▶ [EXCERPT]

>> Begin

Recommended: org.perlonjava.runtime.debugger

src/main/java/org/perlonjava/runtime/debugger/
├── DebugState.java      # Flags, breakpoints, source storage
├── DebugHooks.java      # debug() method, DB::DB() calls
└── SourceLineArray.java # Magical @{"_<$filename"} implementation

Advantages

  1. Clean separation: All debug logic in DebugHooks, interpreter stays simple
  2. Zero overhead: When not debugging, no DEBUG opcodes exist
  3. Easy breakpoints: Just check breakpoints.contains(key) in DEBUG handler
  4. Reusable for JVM: Later, JVM backend can call same DebugHooks.debug() method
  5. Single implementation: Only interpreter needs debugging, one code path to maintain

Future: JVM Backend Support

When adding debug support to JVM backend, emit calls to same DebugHooks.debug():

// In EmitStatement.java (JVM codegen)
if (DebugState.debugMode) {
    mv.visitLdcInsn(fileIndex);
    mv.visitLdcInsn(line);
    mv.visitVarInsn(ALOAD, codeRef);
    mv.visitVarInsn(ALOAD, registers);
    mv.visitMethodInsn(INVOKESTATIC, "org/perlonjava/runtime/debugger/DebugHooks",
                       "debug", "(Lorg/perlonjava/backend/bytecode/InterpretedCode;[Lorg/perlonjava/runtime/runtimetypes/RuntimeBase;II)V", false);
}

Same debugger, both backends.


Alternative Approaches

Alternative 1: Pure Perl Instrumentation

Concept: At compile time, inject Perl code that implements the debugging hooks without modifying the Java runtime.

How it works:

  1. Source line storage: During parsing, populate @{"_<$filename"} with source lines

  2. Statement instrumentation: After each statement, conditionally call DB::DB():

    # Original:
    $x = foo();
    
    # Instrumented:
    $x = foo();
    DB::DB() if $DB::single || $DB::trace || $DB::signal;
  3. Subroutine wrapping: Replace all sub calls with routing through DB::sub:

    # Original:
    foo($arg);
    
    # Instrumented:
    do { local $DB::sub = 'main::foo'; &DB::sub($arg) };

Advantages:

  • No Java changes required
  • Works with existing perl5db.pl

Disadvantages:

  • Performance overhead (extra code per statement)

>> End

For each statement, say yes or no depending on whether it agrees with the debugger excerpt above, and quote the words from the excerpt that decide it. 1. No DEBUG opcodes exist when debugging is off. 2. The pure Perl instrumentation approach requires changes to the Java code. 3. Breakpoints are kept in SourceLineArray.java. The items after this point come from a separate source.

▶ [Bounding box annotation entries]
>> Begin

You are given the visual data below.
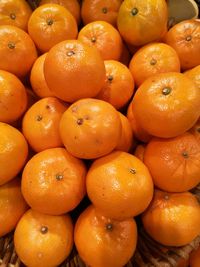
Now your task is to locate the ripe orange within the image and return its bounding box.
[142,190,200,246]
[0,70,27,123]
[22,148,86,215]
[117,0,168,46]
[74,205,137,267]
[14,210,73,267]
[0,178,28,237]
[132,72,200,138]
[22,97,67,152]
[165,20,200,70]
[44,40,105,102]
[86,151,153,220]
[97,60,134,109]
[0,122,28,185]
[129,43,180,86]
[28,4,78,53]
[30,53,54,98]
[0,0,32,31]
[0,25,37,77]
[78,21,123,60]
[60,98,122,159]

>> End

▶ [SOLUTION TO THE EXERCISE]
1. Yes: "When not debugging, no DEBUG opcodes exist"
2. No: "No Java changes required"
3. No: "DebugState.java" is listed with "Flags, breakpoints, source storage"